待解问题
[1] 根据下文关于C++11线程安全队列的文章作答：
(a) 文中实现该队列所用的两种C++11同步工具分别是什么？
(b) 测试时启动了几个线程从global的队列里读取数据？
(c) wait_and_pop 函数中加锁时使用的是哪种锁类型？
[2] 续写下文中关于C++11线程安全队列的文章，从其末尾接着往下写。

文档段落
---------------
C++11实现线程安全的队列

使用C++11提供的互斥锁 std::mutex 和条件变量 std::condition_variable 完成线程安全的队列。

后面进行了测试，启动3个线程从global的队列里读取数据并输出。

见代码。

#include <mutex>
#include <queue>
#include <thread>

#include <iostream>
#include <stdlib.h>
#include <time.h>

template<typename T>
class thread_safe_queue {
private:
	mutable std::mutex mtx;
	mutable std::condition_variable data_cond;
	using queue_type = std::queue<T>;
	queue_type data_queue;

public:
	using value_type = typename queue_type::value_type;
	using container_type = typename queue_type::container_type;
	
	// 默认构造函数
	thread_safe_queue() = default;
	
	// 使用容器为参数的构造函数
	explicit thread_safe_queue(const container_type& c) : data_queue(c) {}
	template<typename _InputIterator>
	thread_safe_queue(_InputIterator first, _InputIterator last)
	{
		for (auto it = first; it != last; ++it) {
			data_queue.push(*it);
		}
	}

	// 使用初始化列表为参数的构造函数
	thread_safe_queue(std::initializer_list<value_type> list) : thread_safe_queue(list.begin(), list.end()) {}

	// 入队列
	void push(const value_type& value)
	{
		std::lock_guard<std::mutex> lk(mtx);
		data_queue.push(std::move(value));
		data_cond.notify_one();
	}

	// 出队列
	value_type wait_and_pop()
	{
		std::unique_lock<std::mutex> lk(mtx);
		data_cond.wait(lk, [this]{return !this->data_queue.empty();});
		auto value = std::move(data_queue.front());
		data_queue.pop();
		return value;
	}

	bool try_pop(value_type& value)
	{
		std::lock_guard<std::mutex> lk(mtx);
		if (data_queue.empty())
			return false;
		value = std::move(data_queue.front());
		data_queue.pop();
		return true;
	}

	// 返回队列是否为空
	auto empty() const->decltype(data_queue.empty())
	{
		std::lock_guard<std::mutex> lk(mtx);
		return data_queue.empty();
	}

	// 返回队列元素个数
	auto size() const->decltype(data_queue.size())
	{
		std::lock_guard<std::mutex> lk(mtx);
		return data_queue.size();
	}
};

const int CONSUMERS_NUMS = 3;
std::thread* consumers[CONSUMERS_NUMS];
//const int PRODUCERS_NUMS = 10;
//std::thread* producers[PRODUCERS_NUMS];

thread_safe_queue<int> numbers;

void produce(int value)
---------------
点标注数据摘录
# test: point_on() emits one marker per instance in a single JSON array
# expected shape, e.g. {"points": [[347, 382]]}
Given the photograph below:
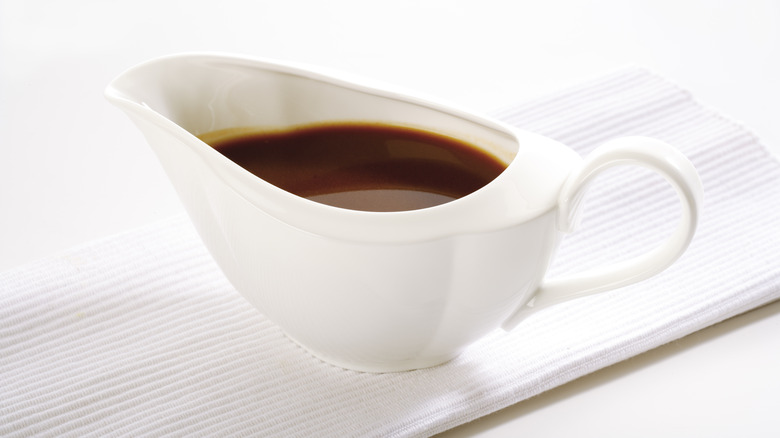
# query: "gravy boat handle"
{"points": [[654, 154]]}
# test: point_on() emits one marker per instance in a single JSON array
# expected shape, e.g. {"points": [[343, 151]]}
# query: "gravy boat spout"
{"points": [[369, 291]]}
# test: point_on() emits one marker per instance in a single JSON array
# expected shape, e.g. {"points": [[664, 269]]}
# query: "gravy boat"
{"points": [[381, 291]]}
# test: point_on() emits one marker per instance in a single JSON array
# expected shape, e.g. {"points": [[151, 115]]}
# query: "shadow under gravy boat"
{"points": [[380, 291]]}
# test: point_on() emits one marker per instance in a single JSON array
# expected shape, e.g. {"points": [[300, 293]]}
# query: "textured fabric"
{"points": [[140, 334]]}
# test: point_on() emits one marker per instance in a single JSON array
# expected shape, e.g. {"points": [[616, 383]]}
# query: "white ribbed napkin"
{"points": [[140, 334]]}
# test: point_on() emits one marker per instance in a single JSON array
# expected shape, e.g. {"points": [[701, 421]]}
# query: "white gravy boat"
{"points": [[383, 291]]}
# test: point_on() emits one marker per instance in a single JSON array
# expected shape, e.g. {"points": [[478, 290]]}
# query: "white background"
{"points": [[73, 168]]}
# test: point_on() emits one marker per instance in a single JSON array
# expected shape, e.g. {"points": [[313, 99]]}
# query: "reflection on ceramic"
{"points": [[380, 291]]}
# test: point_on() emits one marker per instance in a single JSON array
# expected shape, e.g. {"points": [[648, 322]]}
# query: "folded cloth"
{"points": [[140, 334]]}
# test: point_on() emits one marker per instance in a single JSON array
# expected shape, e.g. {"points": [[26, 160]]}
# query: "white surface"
{"points": [[73, 168]]}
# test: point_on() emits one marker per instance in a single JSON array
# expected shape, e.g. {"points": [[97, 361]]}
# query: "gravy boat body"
{"points": [[375, 291]]}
---------------
最终结果
[1]
(a) 互斥锁 std::mutex 和条件变量 std::condition_variable。
(b) 3个线程。
(c) std::unique_lock<std::mutex>。

[2]
{
	numbers.push(value);
}

void init_threads(std::mutex& output_mutex)
{
	for (int i = 0; i < CONSUMERS_NUMS; ++i) {
		consumers[i] = new std::thread([&output_mutex]() {
				while (1) {
					int value = numbers.wait_and_pop();
					std::lock_guard<std::mutex> lk(output_mutex);
					std::cout << "thread " << std::this_thread::get_id() << ", value  = " << value << ", value * value = " << value * value  << std::endl;
					//std::this_thread::sleep_for(std::chrono::microseconds(500));
				}
				});
		consumers[i]->detach();
	}
}

int main ()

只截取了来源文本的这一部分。